## What is required
In the listing below, locate the line containing "Target: plastic bag on wheelchair"; reproduce that line and all lines that follow it, unchanged.
((
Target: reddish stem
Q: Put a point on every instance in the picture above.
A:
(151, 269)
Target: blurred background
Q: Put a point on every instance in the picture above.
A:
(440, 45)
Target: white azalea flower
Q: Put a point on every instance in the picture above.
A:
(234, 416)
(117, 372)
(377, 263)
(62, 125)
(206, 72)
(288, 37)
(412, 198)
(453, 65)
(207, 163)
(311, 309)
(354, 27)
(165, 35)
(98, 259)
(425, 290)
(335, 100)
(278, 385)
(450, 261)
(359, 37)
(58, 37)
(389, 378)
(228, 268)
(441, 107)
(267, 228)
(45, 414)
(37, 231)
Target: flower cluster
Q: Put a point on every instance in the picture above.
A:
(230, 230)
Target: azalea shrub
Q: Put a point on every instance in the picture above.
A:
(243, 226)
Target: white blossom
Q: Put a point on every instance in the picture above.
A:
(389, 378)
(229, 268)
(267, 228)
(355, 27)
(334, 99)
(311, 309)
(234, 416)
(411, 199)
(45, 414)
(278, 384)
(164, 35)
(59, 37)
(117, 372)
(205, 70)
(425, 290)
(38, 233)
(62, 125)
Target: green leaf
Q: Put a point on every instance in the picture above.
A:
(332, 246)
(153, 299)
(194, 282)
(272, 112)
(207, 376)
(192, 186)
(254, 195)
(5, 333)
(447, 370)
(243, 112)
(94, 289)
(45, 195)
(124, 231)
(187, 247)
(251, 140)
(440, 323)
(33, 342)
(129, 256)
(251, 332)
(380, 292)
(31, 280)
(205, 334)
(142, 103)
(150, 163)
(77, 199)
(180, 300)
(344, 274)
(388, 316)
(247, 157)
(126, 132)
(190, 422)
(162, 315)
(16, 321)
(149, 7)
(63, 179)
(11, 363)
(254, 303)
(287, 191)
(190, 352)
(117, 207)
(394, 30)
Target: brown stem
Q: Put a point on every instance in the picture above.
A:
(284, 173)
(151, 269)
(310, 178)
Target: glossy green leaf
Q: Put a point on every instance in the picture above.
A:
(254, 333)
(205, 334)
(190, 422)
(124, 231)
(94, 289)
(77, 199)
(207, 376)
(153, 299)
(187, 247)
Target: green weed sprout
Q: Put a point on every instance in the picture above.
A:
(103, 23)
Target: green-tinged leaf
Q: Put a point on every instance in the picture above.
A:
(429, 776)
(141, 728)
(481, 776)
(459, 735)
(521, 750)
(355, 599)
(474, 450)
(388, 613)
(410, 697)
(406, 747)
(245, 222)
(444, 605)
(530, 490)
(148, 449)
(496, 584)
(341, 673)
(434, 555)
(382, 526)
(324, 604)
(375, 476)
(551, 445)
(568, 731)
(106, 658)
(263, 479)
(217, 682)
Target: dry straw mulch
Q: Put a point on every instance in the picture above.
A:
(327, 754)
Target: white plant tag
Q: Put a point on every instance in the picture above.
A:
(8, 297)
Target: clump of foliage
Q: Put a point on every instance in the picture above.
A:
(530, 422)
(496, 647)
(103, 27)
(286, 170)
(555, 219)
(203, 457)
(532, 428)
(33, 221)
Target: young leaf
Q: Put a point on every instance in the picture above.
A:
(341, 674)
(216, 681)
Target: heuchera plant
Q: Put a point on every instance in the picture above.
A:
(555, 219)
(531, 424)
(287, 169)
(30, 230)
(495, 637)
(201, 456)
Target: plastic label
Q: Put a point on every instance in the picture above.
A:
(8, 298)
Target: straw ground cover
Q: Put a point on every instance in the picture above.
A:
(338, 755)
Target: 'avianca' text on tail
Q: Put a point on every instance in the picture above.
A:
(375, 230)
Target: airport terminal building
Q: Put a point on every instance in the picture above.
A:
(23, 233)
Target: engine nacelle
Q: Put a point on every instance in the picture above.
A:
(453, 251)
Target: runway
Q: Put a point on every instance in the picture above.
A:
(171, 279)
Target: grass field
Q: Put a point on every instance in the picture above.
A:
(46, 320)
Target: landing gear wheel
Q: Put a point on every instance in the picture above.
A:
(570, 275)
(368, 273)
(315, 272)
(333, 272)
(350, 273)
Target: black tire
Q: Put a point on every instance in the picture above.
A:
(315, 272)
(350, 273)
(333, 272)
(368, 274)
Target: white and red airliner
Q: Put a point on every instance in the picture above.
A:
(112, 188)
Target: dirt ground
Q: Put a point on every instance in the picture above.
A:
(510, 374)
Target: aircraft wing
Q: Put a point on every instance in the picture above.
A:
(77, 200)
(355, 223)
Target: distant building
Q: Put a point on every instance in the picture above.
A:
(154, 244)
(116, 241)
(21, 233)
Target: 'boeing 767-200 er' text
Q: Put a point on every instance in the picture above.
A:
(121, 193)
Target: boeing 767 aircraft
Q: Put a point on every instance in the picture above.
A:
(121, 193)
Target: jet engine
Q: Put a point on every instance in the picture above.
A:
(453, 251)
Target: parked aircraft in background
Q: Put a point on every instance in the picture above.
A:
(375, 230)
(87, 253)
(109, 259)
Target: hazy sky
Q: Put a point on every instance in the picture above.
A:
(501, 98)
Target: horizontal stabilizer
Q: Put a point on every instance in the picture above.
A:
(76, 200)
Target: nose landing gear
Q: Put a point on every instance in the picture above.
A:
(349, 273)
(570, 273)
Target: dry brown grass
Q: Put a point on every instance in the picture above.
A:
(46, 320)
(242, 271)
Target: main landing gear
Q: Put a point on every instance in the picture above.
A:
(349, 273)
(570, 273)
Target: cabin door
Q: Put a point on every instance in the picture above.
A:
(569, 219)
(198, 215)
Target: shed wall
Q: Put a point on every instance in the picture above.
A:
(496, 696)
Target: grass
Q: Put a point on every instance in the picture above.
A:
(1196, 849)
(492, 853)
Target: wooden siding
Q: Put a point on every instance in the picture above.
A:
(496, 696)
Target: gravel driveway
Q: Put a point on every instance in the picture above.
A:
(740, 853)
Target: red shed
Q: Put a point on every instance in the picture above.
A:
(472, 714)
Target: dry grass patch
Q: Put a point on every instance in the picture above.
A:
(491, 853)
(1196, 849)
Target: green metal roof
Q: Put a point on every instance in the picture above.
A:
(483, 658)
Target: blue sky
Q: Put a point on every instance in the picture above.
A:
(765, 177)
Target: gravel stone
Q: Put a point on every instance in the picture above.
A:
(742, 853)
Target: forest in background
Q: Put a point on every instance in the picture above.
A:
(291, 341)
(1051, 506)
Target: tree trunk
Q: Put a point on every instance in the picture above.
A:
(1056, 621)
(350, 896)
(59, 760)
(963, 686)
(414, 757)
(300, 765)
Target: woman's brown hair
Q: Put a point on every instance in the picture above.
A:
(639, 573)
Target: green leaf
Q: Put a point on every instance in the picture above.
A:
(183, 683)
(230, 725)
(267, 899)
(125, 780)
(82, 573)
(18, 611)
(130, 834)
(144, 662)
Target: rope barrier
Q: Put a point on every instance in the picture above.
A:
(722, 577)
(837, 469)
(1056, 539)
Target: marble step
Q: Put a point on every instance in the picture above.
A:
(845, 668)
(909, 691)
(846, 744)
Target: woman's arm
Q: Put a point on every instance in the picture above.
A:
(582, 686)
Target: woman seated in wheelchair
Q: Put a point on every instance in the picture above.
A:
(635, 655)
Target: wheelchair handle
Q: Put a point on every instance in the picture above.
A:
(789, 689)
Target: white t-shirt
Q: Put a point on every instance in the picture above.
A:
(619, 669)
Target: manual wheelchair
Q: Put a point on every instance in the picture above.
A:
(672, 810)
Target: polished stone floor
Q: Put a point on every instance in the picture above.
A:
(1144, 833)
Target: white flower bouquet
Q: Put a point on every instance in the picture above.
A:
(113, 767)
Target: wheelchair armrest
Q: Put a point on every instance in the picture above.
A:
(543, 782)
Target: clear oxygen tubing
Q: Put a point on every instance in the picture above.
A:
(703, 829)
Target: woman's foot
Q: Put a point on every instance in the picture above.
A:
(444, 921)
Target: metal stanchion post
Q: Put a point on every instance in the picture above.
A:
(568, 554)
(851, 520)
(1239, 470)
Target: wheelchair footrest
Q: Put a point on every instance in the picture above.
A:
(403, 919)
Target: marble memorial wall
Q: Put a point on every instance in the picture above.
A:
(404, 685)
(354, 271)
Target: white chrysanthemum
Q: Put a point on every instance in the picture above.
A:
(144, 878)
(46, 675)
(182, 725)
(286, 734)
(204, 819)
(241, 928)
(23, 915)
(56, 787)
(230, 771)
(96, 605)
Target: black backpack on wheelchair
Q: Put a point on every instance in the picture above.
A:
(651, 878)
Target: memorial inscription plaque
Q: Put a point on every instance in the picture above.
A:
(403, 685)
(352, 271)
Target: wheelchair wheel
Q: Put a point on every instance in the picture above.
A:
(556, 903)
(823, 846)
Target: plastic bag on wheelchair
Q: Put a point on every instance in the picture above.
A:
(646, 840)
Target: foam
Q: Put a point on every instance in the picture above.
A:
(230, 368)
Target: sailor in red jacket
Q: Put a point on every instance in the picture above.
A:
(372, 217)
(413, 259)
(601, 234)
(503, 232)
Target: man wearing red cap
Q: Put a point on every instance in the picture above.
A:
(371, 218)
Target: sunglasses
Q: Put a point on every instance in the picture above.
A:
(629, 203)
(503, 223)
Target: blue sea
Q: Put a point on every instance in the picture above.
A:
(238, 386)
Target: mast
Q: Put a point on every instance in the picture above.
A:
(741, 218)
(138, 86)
))
## Task response
Target: plastic bag on wheelchair
Q: Put a point on every instance in the picture above.
A:
(646, 840)
Target: foam
Q: Put a point on every instance in the picture above.
A:
(230, 368)
Target: sailor in red jacket
Q: Put a point on every instance in the picture above.
A:
(372, 217)
(413, 259)
(601, 234)
(503, 232)
Target: man wearing red cap
Q: Put a point on every instance in the picture above.
A:
(371, 218)
Target: sunglasses
Q: Put a point on every instance in the picture above.
A:
(629, 203)
(503, 223)
Target: blue sea
Q: Put a point on every instance in the picture above.
A:
(238, 386)
Target: mast
Q: Put a point on every instance in the picture above.
A:
(741, 218)
(138, 86)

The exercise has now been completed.